■ **Given information**:
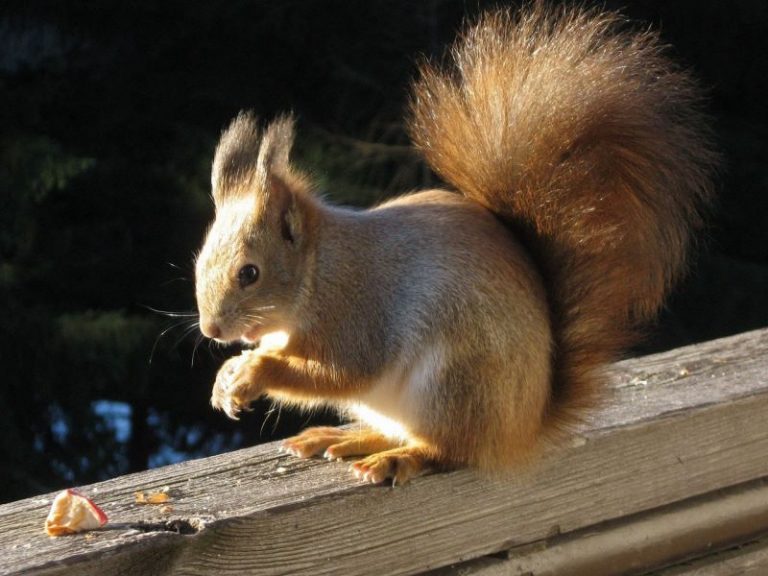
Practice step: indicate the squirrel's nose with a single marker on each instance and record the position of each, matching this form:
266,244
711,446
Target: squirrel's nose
210,329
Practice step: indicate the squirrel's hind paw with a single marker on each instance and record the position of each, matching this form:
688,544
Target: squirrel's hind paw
336,443
399,465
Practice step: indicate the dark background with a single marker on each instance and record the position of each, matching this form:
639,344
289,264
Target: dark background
109,114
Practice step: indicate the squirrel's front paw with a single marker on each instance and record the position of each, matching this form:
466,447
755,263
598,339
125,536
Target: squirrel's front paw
236,384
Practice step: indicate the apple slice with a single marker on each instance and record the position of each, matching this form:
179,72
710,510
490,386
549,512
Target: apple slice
72,512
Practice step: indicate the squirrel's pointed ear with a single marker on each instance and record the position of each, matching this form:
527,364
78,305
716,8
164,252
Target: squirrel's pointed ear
235,160
245,160
275,148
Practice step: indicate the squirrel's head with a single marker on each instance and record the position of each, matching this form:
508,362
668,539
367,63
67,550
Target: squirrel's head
251,269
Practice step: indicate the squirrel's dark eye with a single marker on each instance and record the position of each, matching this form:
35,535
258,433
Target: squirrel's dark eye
247,275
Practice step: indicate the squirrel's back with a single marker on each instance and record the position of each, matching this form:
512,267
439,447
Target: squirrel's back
591,145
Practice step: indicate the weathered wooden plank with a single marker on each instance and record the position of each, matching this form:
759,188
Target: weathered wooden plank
692,528
679,424
748,560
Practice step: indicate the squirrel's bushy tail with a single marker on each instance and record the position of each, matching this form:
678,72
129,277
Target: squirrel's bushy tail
591,145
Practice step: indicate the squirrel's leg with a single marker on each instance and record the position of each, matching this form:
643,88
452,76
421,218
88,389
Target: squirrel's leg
242,379
337,443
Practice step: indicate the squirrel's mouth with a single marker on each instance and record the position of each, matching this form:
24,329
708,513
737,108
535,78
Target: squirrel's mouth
253,334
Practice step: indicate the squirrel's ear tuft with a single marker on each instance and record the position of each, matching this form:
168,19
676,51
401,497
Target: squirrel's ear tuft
276,148
245,159
235,159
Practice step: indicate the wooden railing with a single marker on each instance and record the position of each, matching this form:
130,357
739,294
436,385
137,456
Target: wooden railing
669,477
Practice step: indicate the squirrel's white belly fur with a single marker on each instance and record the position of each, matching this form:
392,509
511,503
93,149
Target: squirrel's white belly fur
396,404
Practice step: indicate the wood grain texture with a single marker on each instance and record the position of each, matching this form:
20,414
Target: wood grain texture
679,424
748,560
632,546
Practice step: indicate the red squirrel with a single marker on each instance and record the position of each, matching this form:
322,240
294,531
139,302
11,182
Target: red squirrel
468,326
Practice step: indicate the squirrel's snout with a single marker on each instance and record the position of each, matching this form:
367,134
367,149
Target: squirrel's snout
210,329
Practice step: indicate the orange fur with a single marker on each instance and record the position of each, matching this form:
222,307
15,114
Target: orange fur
590,143
461,339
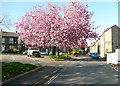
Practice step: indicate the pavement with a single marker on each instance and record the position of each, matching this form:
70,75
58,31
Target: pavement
79,71
34,77
44,60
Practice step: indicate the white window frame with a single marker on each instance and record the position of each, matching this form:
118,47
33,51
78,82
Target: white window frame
11,41
10,47
2,47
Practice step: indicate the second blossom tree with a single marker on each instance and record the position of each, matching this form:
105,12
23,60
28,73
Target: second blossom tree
65,26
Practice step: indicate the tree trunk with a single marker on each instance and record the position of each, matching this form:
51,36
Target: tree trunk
53,50
58,52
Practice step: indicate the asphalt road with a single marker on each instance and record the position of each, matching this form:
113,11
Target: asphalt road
82,70
85,71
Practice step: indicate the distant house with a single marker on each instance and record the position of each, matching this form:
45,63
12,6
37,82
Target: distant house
8,40
108,42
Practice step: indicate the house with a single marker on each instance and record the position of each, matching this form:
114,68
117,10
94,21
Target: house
8,40
108,42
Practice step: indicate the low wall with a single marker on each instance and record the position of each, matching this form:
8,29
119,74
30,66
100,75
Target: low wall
114,58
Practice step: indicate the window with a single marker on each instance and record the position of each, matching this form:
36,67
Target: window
11,40
11,47
3,40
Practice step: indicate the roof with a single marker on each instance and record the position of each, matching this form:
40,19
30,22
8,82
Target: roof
9,34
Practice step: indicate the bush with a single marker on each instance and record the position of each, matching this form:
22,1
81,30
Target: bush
12,69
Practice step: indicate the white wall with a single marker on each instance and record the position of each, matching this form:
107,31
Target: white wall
114,58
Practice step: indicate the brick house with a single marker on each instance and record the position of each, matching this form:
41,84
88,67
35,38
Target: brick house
8,40
108,42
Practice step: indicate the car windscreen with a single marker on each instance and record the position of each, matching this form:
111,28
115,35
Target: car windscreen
34,48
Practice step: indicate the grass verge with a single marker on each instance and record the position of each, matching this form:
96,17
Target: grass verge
12,69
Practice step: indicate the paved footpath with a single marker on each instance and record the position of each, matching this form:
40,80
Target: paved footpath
85,71
34,77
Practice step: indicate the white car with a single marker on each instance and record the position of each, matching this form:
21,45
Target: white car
61,53
43,53
33,51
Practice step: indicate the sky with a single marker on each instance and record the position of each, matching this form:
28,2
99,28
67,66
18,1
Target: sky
105,12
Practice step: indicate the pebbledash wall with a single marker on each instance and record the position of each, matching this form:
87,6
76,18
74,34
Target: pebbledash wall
113,58
108,42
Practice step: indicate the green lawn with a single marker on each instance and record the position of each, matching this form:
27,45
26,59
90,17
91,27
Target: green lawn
12,69
62,57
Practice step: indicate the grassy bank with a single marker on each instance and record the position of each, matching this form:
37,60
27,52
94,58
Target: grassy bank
12,69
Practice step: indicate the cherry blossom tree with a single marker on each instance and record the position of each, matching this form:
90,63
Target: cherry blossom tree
65,26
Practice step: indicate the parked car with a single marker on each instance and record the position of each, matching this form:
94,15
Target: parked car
61,53
90,54
33,51
94,55
44,53
50,53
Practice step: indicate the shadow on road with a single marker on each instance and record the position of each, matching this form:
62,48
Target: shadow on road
86,58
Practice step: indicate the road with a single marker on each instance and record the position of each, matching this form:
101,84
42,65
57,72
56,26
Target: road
81,70
43,60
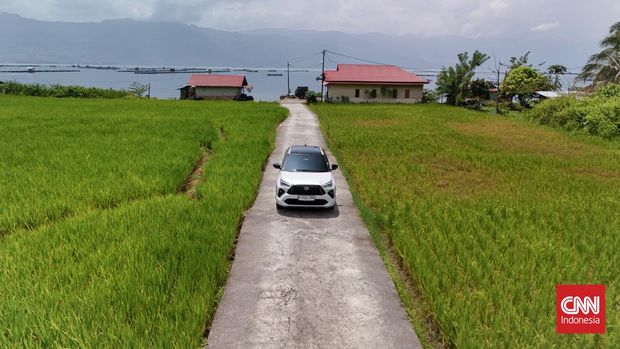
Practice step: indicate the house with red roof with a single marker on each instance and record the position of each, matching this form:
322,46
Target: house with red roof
214,86
373,83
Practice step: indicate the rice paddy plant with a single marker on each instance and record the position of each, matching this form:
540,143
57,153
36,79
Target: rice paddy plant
488,213
145,270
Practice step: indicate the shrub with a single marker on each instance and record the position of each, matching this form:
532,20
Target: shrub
312,96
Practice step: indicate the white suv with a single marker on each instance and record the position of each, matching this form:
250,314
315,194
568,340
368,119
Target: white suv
305,179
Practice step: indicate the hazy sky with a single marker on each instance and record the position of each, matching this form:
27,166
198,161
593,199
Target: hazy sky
563,19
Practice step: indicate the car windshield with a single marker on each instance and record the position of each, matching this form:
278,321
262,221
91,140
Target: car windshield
305,163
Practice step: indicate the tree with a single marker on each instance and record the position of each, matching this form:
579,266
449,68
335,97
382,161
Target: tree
554,71
454,81
479,89
604,67
522,82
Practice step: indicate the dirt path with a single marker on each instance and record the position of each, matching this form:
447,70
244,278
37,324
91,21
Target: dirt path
308,279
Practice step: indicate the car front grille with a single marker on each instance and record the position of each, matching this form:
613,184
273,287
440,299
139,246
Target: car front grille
319,202
306,190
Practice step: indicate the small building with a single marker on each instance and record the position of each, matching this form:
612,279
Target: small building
373,83
213,86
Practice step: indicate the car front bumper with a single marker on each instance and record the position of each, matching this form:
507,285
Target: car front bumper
293,200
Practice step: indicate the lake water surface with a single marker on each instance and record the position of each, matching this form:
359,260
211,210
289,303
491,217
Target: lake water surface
265,88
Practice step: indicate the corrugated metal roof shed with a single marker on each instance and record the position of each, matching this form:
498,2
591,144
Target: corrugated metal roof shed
214,80
371,74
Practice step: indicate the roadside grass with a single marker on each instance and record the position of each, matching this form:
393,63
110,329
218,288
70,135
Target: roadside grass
488,214
147,270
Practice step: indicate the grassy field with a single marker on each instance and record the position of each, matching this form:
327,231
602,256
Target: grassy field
488,215
100,246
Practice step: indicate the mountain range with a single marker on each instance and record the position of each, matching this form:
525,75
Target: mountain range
131,42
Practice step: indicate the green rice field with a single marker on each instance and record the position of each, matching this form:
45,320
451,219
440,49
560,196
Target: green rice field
488,214
100,245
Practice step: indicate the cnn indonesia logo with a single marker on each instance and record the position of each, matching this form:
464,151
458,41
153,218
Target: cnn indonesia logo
580,308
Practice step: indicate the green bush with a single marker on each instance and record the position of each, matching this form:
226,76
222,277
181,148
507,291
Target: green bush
59,91
597,115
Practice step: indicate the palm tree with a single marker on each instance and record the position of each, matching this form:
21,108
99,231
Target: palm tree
604,67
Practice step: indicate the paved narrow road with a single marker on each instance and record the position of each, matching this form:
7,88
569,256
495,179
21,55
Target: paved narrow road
308,279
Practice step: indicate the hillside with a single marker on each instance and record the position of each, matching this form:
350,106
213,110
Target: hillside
127,41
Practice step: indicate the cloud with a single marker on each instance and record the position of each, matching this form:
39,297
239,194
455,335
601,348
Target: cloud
464,18
545,27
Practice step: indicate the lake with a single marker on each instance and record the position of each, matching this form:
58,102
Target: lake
265,88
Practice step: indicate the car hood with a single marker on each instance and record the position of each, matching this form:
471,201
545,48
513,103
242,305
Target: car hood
311,178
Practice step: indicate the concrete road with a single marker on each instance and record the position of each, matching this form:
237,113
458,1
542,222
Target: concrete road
308,279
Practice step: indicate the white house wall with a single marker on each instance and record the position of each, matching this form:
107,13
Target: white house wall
338,91
217,92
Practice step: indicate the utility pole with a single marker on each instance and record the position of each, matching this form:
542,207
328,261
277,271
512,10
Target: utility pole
497,90
288,77
322,75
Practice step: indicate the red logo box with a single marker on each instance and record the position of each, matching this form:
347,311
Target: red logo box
580,308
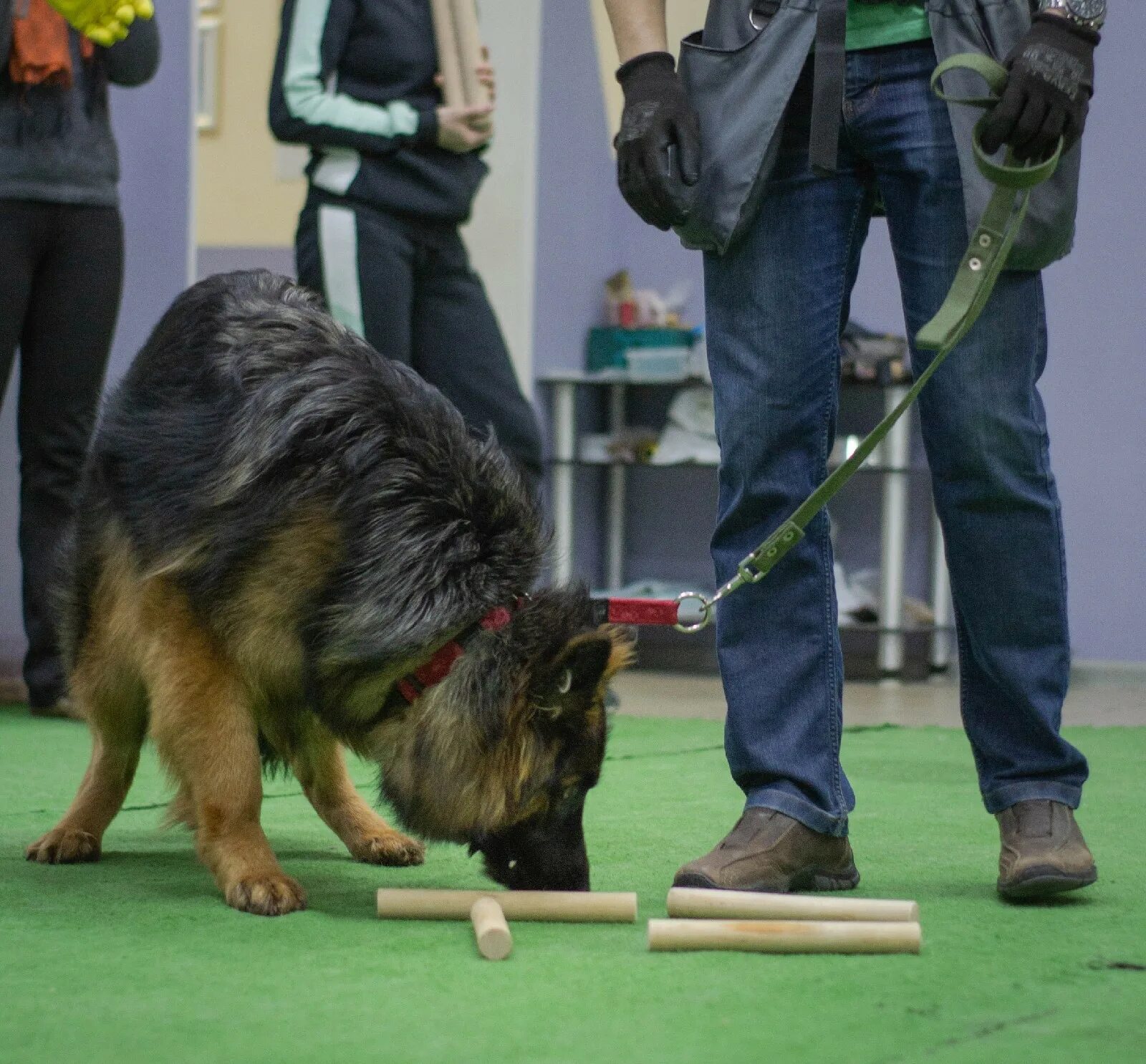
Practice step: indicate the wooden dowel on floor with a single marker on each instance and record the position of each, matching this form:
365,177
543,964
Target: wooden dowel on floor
750,905
555,906
491,930
784,936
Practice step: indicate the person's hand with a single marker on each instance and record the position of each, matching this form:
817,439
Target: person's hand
103,21
658,147
464,129
1048,93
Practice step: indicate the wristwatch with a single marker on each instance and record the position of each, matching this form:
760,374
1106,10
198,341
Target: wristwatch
1089,14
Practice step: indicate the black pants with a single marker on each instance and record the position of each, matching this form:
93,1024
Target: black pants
408,288
61,277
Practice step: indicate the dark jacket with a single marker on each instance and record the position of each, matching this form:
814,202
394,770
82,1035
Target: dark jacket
741,78
57,145
355,80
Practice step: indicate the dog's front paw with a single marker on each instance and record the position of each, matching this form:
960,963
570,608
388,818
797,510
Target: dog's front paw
389,848
64,846
269,894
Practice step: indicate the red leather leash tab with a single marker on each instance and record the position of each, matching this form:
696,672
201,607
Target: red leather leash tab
438,668
642,611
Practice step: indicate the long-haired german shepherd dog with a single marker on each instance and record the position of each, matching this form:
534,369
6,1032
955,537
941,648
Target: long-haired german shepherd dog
278,529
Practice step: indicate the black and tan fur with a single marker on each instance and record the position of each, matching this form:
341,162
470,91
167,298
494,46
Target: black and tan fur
275,525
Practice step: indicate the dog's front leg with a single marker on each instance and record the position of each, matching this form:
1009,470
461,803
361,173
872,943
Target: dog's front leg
204,731
321,768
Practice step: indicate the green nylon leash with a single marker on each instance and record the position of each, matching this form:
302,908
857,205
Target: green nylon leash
983,262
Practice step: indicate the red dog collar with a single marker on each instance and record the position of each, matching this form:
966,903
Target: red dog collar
415,684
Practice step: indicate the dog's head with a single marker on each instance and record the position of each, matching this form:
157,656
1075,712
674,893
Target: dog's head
502,754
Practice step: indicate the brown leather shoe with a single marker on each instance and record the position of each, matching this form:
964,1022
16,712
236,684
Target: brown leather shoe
768,851
1043,851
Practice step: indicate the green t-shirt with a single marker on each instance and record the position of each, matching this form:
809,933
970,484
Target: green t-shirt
874,26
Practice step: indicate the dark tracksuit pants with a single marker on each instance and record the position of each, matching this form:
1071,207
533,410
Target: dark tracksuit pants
408,288
61,277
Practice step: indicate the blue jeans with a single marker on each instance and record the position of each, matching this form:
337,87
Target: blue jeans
775,307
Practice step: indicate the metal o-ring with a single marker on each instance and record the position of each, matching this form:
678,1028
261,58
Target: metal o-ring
705,605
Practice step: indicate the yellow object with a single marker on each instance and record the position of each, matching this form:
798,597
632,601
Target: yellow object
103,21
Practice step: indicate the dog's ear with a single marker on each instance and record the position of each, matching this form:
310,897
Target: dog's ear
569,688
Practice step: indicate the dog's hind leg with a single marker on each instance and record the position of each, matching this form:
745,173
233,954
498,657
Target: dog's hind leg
114,703
204,731
319,765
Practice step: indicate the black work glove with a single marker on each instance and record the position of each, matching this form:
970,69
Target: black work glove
658,148
1048,95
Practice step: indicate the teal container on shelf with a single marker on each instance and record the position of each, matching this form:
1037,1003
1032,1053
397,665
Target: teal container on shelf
657,351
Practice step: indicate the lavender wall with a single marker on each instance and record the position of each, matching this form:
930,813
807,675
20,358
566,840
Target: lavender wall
1094,388
153,125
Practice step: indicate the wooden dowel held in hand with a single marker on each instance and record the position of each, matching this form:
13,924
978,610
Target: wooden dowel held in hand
491,930
751,905
450,67
469,52
784,936
556,906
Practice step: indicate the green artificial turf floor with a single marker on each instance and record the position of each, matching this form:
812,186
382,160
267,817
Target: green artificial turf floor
137,959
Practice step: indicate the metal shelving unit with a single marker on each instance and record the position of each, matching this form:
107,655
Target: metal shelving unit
891,462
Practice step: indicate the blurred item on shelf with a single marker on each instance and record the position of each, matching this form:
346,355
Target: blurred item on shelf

■ **Stated task**: Each line from the one containing "Practice step: indicate the blue" through the end of the entries, both included, is to be returned exactly, with no other lines.

■ **Final result**:
Practice step: indicate the blue jeans with a single marker on each instance and record the position of each, matching this form:
337,87
Target: blue jeans
775,307
Practice step: indicate the metal o-ring with a single marker on each instance and record the position of each, matching this form:
678,1028
261,58
Target: metal o-ring
705,605
Practice step: indicate the yellow object with a single marker on each instance and record the position of each, matching this form:
798,597
632,601
Target: yellow object
103,21
Practice step: indicate the dog's ear with a single marker on each instance and record the position of each, matching this form:
310,897
Target: dog's ear
569,688
Practice step: indicate the dog's hind leg with a single marker on each instance and record the position of each, matching this form:
745,173
233,954
498,657
Target: dog's hind leg
114,703
204,731
319,765
Practice step: indicate the black work glove with a single marker on each instance and record the position of each, matching this form:
970,69
Target: black work glove
658,148
1048,95
Practice step: indicate the teal container on shelf with a single marker on each instance and record the position of each, matching this form:
1037,1003
1032,1053
397,665
Target: teal container on shelf
657,351
Practice step: indicate the lavender wall with a single marker on each instance and record the position of each, matching this form:
930,813
807,675
20,358
566,840
Target: lavender wall
1094,388
153,125
Practice step: indicate the wooden dowel held in hand with a single marker on each instance and record the position of each, matching this form:
13,924
978,610
Target: wooden dowel held in hand
491,930
751,905
450,67
469,52
784,936
556,906
Practice step: indicate the green artificial turf floor with a single marker on each instance and record the position of each, matching this form:
812,186
382,160
267,817
Target: green artificial turf floor
137,959
Practice step: indicate the metal shelving unit with a single marker on each instance and record the position of each, matching this form:
107,655
Target: metal shelving unit
891,462
Practice step: indicate the blurred item on shelf with a single marker on each instance and record the position of each, matching this form:
346,355
Target: blurred item on shelf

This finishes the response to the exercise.